▸ **Directions**
Carry on the account of Janet Cardiff's "Forty Part Motet" installation past its final sentence.

▸ **Extract provided**
○ ○ ○
Encircled by Sound: Janet Cardiff’s “Forty Part Motet”

A choral singer visits a contemporary sound installation inspired by a centuries-old piece of music.

They stand mostly in clusters, looking like a roomful of zombies, until I peer into their faces. Then I see expressions of rapture, peace, and delight, some so overcome by emotion they’re in tears. One man raises his arms up and out, in a posture of adoration. Another listens with his head tilted upwards towards the heavens. Whenever I catch someone’s eye we smile, an acknowledgement of mutual understanding. We now share a secret. 

I have just walked into the Fuentidueña Chapel at the Cloisters, a branch of the Metropolitan Museum of Art nestled inside Fort Tryon Park in a neighborhood above Harlem called Washington Heights. Designed by Frederick Law Olmsted, Jr., the park has so many irresistible paths leading into one magical, verdant scene after another that by the time I reached the castle-like peak of the museum, I was already filled with enchantment.


Stacy Horn

I could hear the music even before I reached the ticket booth. Twenty more feet and I am inside the Chapel, enveloped in sound.

On loan to the Museum since 1957, the more than three thousand limestone blocks that make up the apse of the twelfth-century Chapel were dismantled from the church of San Martín in Fuentidueña, Spain, and carted over land and sea to be reassembled here. I am aware of the light coming in the arched windows and a large wooden cross hanging from the arch at the other end of the gallery, but I really only get a general feel for the room. I am too caught up in the music.

The installation I have come to see is titled “The Forty Part Motet” and it is the work of Canadian artist Janet Cardiff. Cardiff is known for her audio-based “walking pieces,” and “The Forty Part Motet” is perhaps her most famous. In 2000, Cardiff recorded the Salisbury Cathedral Choir singing “Spem in alium numquam habui” (In No Other Is My Hope), a forty-part motet written in the sixteenth century by the English composer Thomas Tallis. Eight choirs of five voice parts each alternately take turns and come together to sing this text (it’s sung in Latin, this is the English translation):

I have never put my hope in any
besides you, O God of Israel,
who grows angry, but then,
becoming gracious, forgives all the
sins of men in their tribulation:
Lord God, creator of heaven and
earth, look upon our lowliness.

During the recording, each singer was individually miked. In the installation, each of their voices comes out of one of forty speakers arranged in an oval in the Chapel, separated into the eight choir groups, with a soprano, alto, tenor, baritone, and bass in every group. The piece lasts for 11 minutes, and after a three minute intermission it begins again, over and over, in a continuous loop.

After the first loop I hear a loud cough. It seems to echo throughout the room, and I quickly realize it is coming from one of the speakers. When the music ends, you can hear the singers talking to each other during the break. In some cases I only get snippets of conversations, “If I’m very hungover...” or “he’s completely balmy, but very sweet.” In others, the exchanges are more complete. Like these two singers:  “Why do we have a microphone?” “So they can hear you waving your arms about.” “It’s probably switched off anyway.” No such luck.
○ ○ ○
▸ **Data rows**
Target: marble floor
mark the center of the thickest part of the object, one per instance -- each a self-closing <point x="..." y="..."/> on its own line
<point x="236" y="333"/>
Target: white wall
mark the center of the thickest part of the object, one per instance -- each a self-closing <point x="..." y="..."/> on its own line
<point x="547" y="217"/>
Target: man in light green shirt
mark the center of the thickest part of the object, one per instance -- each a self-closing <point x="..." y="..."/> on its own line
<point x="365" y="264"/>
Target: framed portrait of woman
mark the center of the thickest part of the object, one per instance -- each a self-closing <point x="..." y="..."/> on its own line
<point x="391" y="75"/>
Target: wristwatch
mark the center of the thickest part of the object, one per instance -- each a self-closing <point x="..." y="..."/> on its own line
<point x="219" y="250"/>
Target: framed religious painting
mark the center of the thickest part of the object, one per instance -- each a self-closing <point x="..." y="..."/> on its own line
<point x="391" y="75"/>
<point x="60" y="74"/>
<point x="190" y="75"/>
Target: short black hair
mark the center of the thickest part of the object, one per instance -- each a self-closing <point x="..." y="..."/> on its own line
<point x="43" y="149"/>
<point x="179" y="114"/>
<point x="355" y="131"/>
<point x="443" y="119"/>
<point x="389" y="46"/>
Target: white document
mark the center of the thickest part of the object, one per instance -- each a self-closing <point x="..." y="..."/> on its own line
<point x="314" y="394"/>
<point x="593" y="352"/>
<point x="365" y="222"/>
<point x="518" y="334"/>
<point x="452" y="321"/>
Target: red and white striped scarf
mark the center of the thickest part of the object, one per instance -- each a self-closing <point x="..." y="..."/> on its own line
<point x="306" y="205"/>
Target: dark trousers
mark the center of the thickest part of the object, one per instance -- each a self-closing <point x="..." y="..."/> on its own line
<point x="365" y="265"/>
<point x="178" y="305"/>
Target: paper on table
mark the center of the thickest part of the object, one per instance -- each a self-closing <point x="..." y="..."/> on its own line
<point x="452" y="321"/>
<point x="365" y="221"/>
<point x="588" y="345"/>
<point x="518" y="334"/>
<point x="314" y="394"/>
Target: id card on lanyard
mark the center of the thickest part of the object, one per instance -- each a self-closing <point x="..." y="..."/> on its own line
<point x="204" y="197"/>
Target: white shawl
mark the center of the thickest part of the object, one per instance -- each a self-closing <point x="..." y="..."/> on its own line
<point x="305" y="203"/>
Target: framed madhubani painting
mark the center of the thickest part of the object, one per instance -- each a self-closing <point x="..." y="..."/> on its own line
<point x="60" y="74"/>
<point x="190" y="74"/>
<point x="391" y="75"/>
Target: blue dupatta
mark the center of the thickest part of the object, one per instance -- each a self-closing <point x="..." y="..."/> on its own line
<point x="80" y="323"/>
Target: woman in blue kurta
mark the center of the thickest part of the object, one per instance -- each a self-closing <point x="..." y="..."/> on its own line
○ ○ ○
▸ **Task response**
Another two critique their performance. “In 19 we’re going too fast.” “When we turn the page from 19 to 20, that last bar to the first, we always get that wrong.” I laugh. Every singer knows the perils of a page turn. I am particularly intrigued by this exchange from Choir 8:  “Touch your brain with your fingers,” a man says, followed by laughter from the singers around him. “As his life essence ebbs away through the hole in his head,” the man continues. More laughter. In that instant, Choir 8 becomes my favorite. Although their fun took place 13 years in the past, I want to join them.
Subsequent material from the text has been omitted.